## RECORDS SHOWN
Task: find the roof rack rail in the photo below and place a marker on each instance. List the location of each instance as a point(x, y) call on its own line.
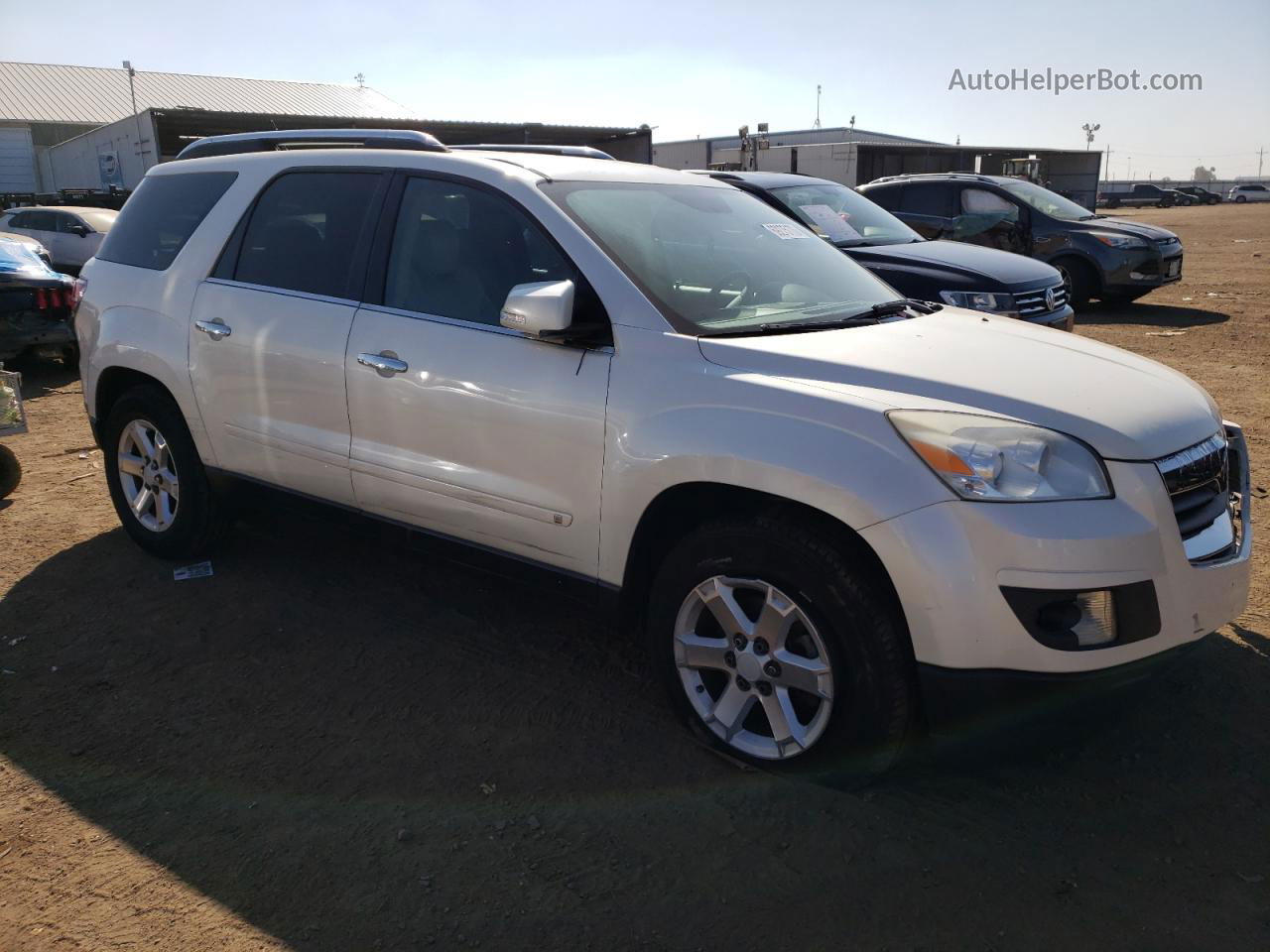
point(312, 139)
point(575, 151)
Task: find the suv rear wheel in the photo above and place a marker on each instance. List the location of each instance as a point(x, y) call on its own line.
point(781, 651)
point(157, 480)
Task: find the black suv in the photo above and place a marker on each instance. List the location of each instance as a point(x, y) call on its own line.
point(1111, 259)
point(1199, 194)
point(952, 272)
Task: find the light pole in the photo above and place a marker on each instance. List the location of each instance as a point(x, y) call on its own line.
point(136, 118)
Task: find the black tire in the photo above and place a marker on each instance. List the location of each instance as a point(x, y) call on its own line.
point(875, 702)
point(10, 471)
point(1080, 280)
point(198, 518)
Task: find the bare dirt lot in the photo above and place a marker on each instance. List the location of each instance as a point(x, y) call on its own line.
point(338, 743)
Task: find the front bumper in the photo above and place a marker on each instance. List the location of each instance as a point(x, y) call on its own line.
point(1146, 268)
point(952, 560)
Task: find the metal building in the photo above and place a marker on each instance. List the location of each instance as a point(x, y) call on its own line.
point(75, 127)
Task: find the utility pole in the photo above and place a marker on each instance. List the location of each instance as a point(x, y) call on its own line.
point(136, 117)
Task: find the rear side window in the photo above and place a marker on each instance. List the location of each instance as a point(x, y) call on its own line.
point(307, 230)
point(160, 216)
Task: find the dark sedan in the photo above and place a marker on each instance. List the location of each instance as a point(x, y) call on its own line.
point(35, 304)
point(952, 273)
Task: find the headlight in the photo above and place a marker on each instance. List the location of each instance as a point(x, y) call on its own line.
point(998, 460)
point(1116, 240)
point(979, 299)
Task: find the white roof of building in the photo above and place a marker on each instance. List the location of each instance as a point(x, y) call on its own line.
point(93, 94)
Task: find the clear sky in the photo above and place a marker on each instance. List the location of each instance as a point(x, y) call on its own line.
point(703, 67)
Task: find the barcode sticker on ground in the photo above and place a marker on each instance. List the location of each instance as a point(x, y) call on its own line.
point(191, 571)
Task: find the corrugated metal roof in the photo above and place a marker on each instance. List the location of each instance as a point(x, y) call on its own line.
point(48, 93)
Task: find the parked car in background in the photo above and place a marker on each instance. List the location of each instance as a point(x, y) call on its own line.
point(1112, 259)
point(71, 234)
point(1139, 195)
point(35, 304)
point(948, 272)
point(828, 512)
point(41, 252)
point(1199, 194)
point(1248, 193)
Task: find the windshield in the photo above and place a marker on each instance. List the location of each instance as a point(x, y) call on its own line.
point(1046, 200)
point(842, 216)
point(99, 221)
point(715, 259)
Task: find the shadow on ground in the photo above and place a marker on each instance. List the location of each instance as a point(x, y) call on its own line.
point(1148, 315)
point(352, 746)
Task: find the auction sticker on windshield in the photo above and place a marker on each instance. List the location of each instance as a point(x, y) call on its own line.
point(786, 231)
point(830, 222)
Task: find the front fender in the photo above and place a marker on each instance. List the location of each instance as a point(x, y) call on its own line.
point(679, 419)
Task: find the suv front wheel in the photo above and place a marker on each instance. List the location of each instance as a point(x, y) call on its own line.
point(781, 649)
point(157, 480)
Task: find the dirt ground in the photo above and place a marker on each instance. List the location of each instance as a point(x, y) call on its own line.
point(340, 743)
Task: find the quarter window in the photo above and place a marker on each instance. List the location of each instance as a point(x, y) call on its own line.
point(160, 216)
point(457, 250)
point(307, 230)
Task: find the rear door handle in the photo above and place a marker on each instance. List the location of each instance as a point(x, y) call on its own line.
point(386, 363)
point(213, 329)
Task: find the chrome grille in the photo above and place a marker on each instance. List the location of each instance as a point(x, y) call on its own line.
point(1033, 302)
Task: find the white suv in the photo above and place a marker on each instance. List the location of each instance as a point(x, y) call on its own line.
point(833, 515)
point(1248, 193)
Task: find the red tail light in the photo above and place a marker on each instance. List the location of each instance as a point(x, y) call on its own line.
point(76, 294)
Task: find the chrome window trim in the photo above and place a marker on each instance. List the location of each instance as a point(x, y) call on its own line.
point(472, 325)
point(286, 293)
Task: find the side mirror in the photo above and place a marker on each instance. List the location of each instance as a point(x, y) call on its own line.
point(541, 308)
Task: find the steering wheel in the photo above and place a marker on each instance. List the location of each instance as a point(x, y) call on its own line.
point(721, 286)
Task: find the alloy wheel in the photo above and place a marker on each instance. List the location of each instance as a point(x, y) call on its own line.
point(753, 666)
point(148, 475)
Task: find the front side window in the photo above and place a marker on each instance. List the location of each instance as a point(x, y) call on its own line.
point(458, 250)
point(1044, 200)
point(842, 216)
point(160, 216)
point(307, 230)
point(716, 259)
point(930, 198)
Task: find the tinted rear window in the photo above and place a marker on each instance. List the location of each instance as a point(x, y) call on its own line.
point(305, 232)
point(160, 216)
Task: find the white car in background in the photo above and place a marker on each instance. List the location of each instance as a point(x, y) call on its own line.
point(830, 512)
point(70, 232)
point(1248, 193)
point(30, 243)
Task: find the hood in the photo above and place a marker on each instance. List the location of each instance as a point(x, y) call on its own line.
point(956, 258)
point(1125, 407)
point(1124, 226)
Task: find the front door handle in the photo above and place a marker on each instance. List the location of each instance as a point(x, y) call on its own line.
point(386, 363)
point(213, 329)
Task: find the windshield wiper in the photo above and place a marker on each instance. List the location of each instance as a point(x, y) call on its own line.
point(857, 318)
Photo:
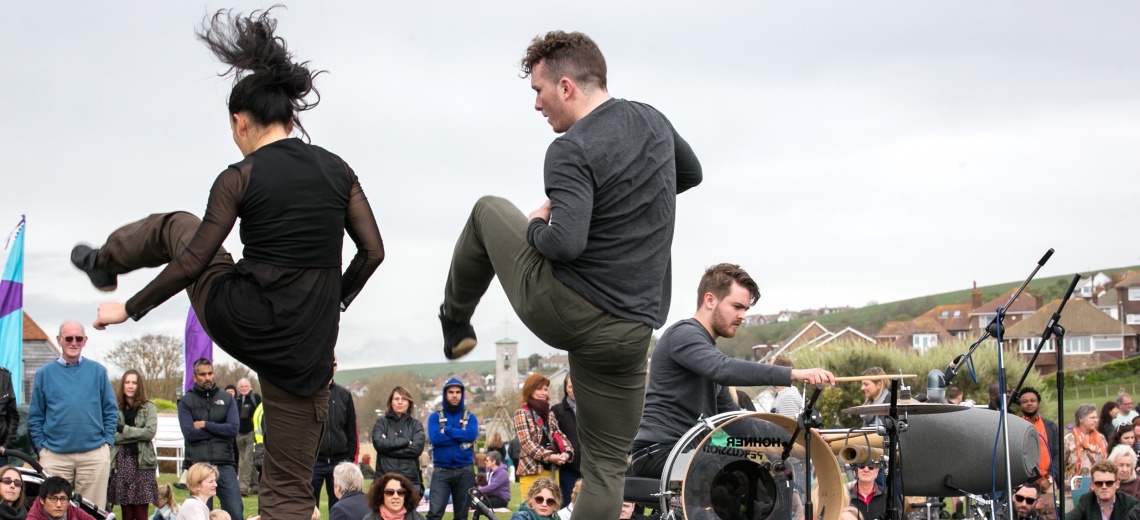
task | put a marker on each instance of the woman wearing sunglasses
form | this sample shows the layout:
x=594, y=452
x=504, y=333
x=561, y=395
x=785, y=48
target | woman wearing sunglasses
x=393, y=497
x=543, y=502
x=11, y=495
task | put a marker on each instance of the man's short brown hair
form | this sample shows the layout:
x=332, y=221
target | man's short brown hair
x=718, y=281
x=1104, y=465
x=562, y=54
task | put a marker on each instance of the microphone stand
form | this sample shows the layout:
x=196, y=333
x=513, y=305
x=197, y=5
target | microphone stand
x=894, y=428
x=807, y=420
x=995, y=324
x=1052, y=328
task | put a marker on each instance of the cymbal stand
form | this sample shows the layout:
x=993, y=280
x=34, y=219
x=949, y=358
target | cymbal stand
x=806, y=421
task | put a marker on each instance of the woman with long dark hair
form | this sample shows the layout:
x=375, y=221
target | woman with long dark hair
x=11, y=494
x=398, y=437
x=277, y=310
x=1108, y=412
x=133, y=460
x=544, y=446
x=392, y=497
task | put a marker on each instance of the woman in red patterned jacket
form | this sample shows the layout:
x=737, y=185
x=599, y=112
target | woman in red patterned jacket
x=543, y=444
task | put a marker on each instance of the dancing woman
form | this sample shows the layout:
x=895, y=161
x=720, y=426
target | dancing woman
x=277, y=310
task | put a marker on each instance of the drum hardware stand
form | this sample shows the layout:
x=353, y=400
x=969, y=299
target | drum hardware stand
x=1052, y=328
x=894, y=427
x=806, y=421
x=978, y=503
x=996, y=328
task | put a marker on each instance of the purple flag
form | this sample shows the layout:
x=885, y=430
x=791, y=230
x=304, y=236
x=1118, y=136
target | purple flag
x=197, y=346
x=11, y=311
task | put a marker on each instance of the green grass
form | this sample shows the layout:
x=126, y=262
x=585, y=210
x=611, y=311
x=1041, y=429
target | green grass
x=250, y=503
x=1092, y=393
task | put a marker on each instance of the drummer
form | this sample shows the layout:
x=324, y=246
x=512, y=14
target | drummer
x=690, y=378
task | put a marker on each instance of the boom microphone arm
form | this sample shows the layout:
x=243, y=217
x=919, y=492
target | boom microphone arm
x=992, y=328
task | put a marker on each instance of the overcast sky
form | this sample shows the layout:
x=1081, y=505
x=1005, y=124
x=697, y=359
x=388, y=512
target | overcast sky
x=853, y=152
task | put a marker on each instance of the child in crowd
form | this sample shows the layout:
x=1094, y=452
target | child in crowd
x=165, y=508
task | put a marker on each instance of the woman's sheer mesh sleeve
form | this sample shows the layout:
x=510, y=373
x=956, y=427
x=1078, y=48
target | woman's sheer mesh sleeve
x=360, y=225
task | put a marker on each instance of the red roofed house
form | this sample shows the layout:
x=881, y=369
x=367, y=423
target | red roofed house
x=1091, y=336
x=1024, y=307
x=920, y=334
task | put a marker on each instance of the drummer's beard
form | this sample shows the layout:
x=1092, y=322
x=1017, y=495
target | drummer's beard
x=724, y=325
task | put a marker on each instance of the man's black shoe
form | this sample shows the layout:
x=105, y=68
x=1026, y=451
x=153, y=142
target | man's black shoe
x=83, y=258
x=458, y=338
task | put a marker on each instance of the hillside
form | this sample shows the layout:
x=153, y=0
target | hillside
x=870, y=319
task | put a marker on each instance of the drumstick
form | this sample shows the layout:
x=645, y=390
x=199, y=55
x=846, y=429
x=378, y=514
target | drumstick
x=855, y=379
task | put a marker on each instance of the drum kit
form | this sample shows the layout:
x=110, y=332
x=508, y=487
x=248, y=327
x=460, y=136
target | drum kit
x=747, y=465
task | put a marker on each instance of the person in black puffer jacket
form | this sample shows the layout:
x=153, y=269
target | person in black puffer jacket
x=339, y=443
x=399, y=438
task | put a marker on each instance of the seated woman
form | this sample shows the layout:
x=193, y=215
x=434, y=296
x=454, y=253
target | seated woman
x=202, y=480
x=11, y=494
x=393, y=497
x=54, y=502
x=496, y=493
x=1125, y=461
x=543, y=444
x=542, y=502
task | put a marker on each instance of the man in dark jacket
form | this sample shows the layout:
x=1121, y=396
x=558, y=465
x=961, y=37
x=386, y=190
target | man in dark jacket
x=566, y=412
x=339, y=443
x=348, y=488
x=453, y=431
x=1104, y=500
x=209, y=420
x=866, y=496
x=9, y=416
x=399, y=438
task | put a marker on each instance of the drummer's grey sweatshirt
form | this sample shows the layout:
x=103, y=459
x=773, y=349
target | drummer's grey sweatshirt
x=689, y=378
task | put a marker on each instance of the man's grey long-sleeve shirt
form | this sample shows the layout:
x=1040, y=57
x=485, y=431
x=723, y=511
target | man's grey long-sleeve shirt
x=612, y=181
x=690, y=378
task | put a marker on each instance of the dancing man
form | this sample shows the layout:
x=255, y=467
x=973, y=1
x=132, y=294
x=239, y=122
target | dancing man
x=277, y=310
x=588, y=270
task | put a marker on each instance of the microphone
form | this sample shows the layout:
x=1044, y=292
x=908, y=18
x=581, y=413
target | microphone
x=936, y=386
x=477, y=503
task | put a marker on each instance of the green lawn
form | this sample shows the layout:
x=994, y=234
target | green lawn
x=1090, y=395
x=251, y=502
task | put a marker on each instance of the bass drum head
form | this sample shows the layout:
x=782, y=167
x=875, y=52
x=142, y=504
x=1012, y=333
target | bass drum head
x=732, y=473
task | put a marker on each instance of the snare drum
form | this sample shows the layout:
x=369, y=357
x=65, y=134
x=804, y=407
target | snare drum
x=726, y=468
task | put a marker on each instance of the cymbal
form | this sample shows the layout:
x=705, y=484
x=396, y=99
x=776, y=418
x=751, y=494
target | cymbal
x=905, y=406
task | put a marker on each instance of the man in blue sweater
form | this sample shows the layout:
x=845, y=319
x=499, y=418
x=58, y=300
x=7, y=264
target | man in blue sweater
x=73, y=416
x=453, y=431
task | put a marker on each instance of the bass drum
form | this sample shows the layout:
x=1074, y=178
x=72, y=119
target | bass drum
x=727, y=468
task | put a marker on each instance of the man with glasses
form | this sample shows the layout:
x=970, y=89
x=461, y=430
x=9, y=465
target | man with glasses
x=1025, y=502
x=73, y=416
x=869, y=497
x=1105, y=500
x=1124, y=401
x=55, y=502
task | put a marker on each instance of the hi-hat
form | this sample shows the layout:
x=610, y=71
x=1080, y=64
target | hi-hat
x=905, y=406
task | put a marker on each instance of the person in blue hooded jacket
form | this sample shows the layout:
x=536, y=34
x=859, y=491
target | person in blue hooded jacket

## BRIEF
Give an exact copy of the lines above from the line with "target | woman with long dark hair" up to and including the line with "x=126, y=262", and leave everything else out.

## EXERCISE OUTPUT
target | woman with long dark hair
x=11, y=494
x=398, y=437
x=277, y=310
x=1108, y=412
x=133, y=460
x=544, y=446
x=392, y=497
task | put a marker on each instance of the woman in red patterned jacket
form | this sample shows the layout:
x=737, y=185
x=599, y=112
target | woman in red patterned jacket
x=543, y=444
task | put a marker on each instance of the dancing woman
form | this sample shows the layout:
x=895, y=161
x=720, y=426
target | dancing woman
x=277, y=310
task | put a marker on each instance of the drum hardware stand
form | this sample shows the layout:
x=353, y=400
x=969, y=299
target | drum hardware stand
x=1052, y=328
x=894, y=427
x=806, y=421
x=978, y=503
x=996, y=328
task | put a marker on each instance of the purple flag
form | this sample shows the layout:
x=885, y=430
x=791, y=230
x=304, y=236
x=1118, y=136
target | purple flag
x=197, y=346
x=11, y=311
task | put a marker on each instance of the green grass
form | this sample shows the layout:
x=126, y=262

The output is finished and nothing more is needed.